■ What the task requires
Revise the lines below so that every "tag" becomes "mark", keeping everything else the same.

------------------------

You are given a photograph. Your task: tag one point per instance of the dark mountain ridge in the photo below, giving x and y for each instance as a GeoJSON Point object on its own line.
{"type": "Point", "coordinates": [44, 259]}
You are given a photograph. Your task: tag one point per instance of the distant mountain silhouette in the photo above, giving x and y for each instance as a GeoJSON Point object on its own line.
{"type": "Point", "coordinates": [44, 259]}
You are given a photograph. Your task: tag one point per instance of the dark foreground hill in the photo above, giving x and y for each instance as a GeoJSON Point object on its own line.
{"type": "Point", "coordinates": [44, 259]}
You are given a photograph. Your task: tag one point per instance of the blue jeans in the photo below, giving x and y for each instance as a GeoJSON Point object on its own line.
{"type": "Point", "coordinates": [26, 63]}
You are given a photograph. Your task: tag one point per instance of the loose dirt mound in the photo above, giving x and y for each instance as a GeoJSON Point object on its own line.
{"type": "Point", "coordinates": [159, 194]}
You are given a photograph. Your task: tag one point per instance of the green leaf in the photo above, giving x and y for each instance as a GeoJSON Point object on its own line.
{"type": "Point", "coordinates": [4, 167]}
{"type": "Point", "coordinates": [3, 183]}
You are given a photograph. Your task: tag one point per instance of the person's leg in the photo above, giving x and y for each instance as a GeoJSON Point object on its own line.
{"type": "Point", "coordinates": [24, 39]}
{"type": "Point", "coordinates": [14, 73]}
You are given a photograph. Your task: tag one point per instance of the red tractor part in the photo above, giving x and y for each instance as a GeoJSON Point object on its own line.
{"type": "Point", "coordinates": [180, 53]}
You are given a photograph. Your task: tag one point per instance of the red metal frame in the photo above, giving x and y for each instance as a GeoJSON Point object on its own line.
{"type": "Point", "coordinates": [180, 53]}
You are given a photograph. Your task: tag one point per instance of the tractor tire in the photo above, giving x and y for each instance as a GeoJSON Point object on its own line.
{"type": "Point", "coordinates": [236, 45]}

------------------------

■ Result
You are given a photograph. Your task: mark one point per instance of the dark mountain ridge in the photo below, giving x and y for each instance as a GeoJSON Point object on its own line.
{"type": "Point", "coordinates": [44, 259]}
You are given a photograph. Your task: mark one point per instance of the distant mountain silhouette in the photo above, giving x and y for each instance as a GeoJSON Point object on its own line.
{"type": "Point", "coordinates": [44, 259]}
You are given a photograph. Your task: mark one point per instance of the dark foreground hill in the photo above, giving x and y for each instance as a GeoJSON Point object on its own line.
{"type": "Point", "coordinates": [44, 259]}
You are given a photograph. Your task: mark one point per instance of the blue jeans in the photo below, giving x and y for each instance as a GeoJSON Point object on its own line.
{"type": "Point", "coordinates": [26, 63]}
You are given a photograph. Your task: mark one point per instance of the loose dirt mound in the photo above, giving x and y for each instance as a GeoJSON Point object on its own line.
{"type": "Point", "coordinates": [159, 194]}
You are given a photograph. Your task: mark one point per instance of the green leaf in the photo above, giving x and y for each instance as a GeoJSON Point object on its own line.
{"type": "Point", "coordinates": [4, 167]}
{"type": "Point", "coordinates": [3, 183]}
You are given a photograph. Your task: mark one point per instance of the person's leg in the photo above, giving x and y for each instance as a GeoJSON Point object on its own line.
{"type": "Point", "coordinates": [24, 39]}
{"type": "Point", "coordinates": [14, 73]}
You are given a photograph. Your task: mark one point per instance of the red tractor part in the photo above, giving x and y for each instance as a GeoJSON Point object on its own line.
{"type": "Point", "coordinates": [180, 53]}
You are given a photograph. Your task: mark one point per instance of the red metal frame in the photo above, giving x and y for each instance as a GeoJSON Point object on its own line.
{"type": "Point", "coordinates": [180, 53]}
You are given a photograph. Your task: mark one point per instance of the tractor tire in the photo above, giving x and y for each instance as a GeoJSON Point object on its own line.
{"type": "Point", "coordinates": [236, 45]}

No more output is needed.